• Written request 1:
Answer these questions using the Palm Sunday sermon:
(a) What date is given for the Palm Sunday on which the sermon was preached?
(b) What was the name of the high priest whose palace is described?
(c) Through which gate did the road enter the city walls?
• Written request 2: How many lines in the records contain the string "rein"? Case counts. Reply with the number only.

• Excerpted text:

********

“What an Entrance!”
Matthew 21:1-11, 26:1-5
Palm Sunday, April 9, 2017
The Rev. Todd R. Goddard, Pastor
West Walworth: Zion & East Rochester United Methodist Churches
When they had come near Jerusalem and had reached Bethphage, at the Mount of Olives, Jesus sent two disciples, saying to them, “Go into the village ahead of you, and immediately you will find a donkey tied, and a colt with her; untie them and bring them to me. If anyone says anything to you, just say this, ‘The Lord needs them.’ And he will send them immediately.” This took place to fulfill what had been spoken through the prophet, saying, “Tell the daughter of Zion, Look, your king is coming to you, humble, and mounted on a donkey, and on a colt, the foal of a donkey.” The disciples went and did as Jesus had directed them; they brought the donkey and the colt, and put their cloaks on them, and he sat on them. A very large crowd spread their cloaks on the road, and others cut branches from the trees and spread them on the road. The crowds that went ahead of him and that followed were shouting, “Hosanna to the Son of David! Blessed is the one who comes in the name of the Lord! Hosanna in the highest heaven!” When he entered Jerusalem, the whole city was in turmoil, asking, “Who is this?” The crowds were saying, “This is the prophet Jesus from Nazareth in Galilee.”
When Jesus had finished saying all these things, he said to his disciples, “You know that after two days the Passover is coming, and the Son of Man will be handed over to be crucified.” Then the chief priests and the elders of the people gathered in the palace of the high priest, who was called Caiaphas, and they conspired to arrest Jesus by stealth and kill him. But they said, “Not during the festival, or there may be a riot among the people.”
The palace of the high priest
was more than a mere parsonage, manse, or rectory.
The palace where Caiaphas called home
Was a compound,
A collection of houses and assorted buildings
Cascading down the side of the mountain
With its back to Jerusalem’s city wall.
The largest house,
Where Caiaphas called home,
Was at the top,
With progressively smaller houses
For lesser temple priests, family, and staff
Beneath Caiaphas’s house
Was a hole in the basement floor
Where prisoners could be lowered by rope
Into an underground, dark dungeon cell.
But, less I digress …
In the palace compound,
Between houses and
Vaulting from rooftops
Were beautiful verandas, porches, overlooks, and courtyards.
There was running water and there were lush gardens.
Standing on one of these verandas,
It was possible to look out across the valley
To the opposite hillside
and trace the road coming from beyond the horizon,
up from Jericho,
Then snaking down the other side of the valley.
The opposite hill was
Called the Mount of Olives
(Because the hillside was covered with an olive grove).
The road crossed the bottom of the valley
and came straight up the hill.
As it passed to the left of Caiaphas’s compound,
Well worn stones served as pavers
For the ascending staircase.
The road entered the city walls behind
Through the Fountain Gate.
What a beautiful visa for the high priest
And his temple staff
The palatial estate and expansive view came at a price.

********

• Material shown:
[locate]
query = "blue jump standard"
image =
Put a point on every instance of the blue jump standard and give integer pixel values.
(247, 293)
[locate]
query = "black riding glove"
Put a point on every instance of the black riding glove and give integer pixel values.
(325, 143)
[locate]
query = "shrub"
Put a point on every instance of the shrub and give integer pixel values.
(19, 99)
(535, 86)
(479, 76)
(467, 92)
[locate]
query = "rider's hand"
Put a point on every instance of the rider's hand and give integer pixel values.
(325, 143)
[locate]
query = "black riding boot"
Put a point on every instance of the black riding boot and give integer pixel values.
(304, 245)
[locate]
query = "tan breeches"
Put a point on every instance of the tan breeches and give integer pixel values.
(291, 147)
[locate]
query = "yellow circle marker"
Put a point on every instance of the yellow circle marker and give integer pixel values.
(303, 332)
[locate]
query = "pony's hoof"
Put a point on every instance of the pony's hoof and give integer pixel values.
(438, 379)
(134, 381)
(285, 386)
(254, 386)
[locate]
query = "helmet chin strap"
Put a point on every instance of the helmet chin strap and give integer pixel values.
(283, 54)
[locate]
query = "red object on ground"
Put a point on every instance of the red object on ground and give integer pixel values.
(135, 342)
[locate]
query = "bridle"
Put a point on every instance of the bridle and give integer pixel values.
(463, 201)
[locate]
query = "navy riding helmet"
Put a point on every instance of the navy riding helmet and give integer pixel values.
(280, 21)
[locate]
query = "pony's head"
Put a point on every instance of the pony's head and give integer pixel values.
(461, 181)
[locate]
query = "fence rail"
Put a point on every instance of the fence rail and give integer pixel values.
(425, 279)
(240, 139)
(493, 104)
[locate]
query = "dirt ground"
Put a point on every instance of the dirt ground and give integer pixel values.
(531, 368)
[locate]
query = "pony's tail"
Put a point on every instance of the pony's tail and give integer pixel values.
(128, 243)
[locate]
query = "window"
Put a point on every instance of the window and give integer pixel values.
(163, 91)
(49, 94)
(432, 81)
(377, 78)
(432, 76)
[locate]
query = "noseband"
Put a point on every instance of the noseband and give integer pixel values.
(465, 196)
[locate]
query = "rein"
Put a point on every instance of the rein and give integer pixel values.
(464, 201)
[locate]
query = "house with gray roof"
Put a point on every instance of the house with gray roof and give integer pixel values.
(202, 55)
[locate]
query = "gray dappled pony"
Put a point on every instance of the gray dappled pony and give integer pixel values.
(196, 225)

********

• Exercise response 1:
(a) April 9, 2017
(b) Caiaphas
(c) The Fountain Gate

• Exercise response 2: 2